## Directions for this task
Below are the records; print them all without any alteration.

Stored data START

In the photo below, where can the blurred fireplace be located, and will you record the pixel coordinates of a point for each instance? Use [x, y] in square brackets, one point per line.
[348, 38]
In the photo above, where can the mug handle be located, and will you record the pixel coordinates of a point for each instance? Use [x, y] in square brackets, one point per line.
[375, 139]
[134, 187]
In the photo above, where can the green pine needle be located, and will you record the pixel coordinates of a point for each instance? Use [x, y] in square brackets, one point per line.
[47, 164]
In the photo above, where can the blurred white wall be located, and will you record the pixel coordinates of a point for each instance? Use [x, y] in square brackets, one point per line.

Stored data END

## Written answer
In the photo below, where can the blurred fireplace be located, and will you record the pixel coordinates of a point for each instance? Use [x, y] in square brackets, one point per line.
[348, 38]
In the photo above, where can the mug handle be located, and will you record the pixel coordinates of a point for each instance? Use [x, y] in square brackets, one point per line.
[375, 139]
[134, 187]
In the photo above, where can the green pine needle be located, and will you record the pixel coordinates of a point for each instance? Use [x, y] in square brackets, one point per line.
[47, 164]
In the photo above, where can the blurred white wall be located, and will you record the pixel coordinates of a point for each instance? Use [x, y] in square brackets, one point per line.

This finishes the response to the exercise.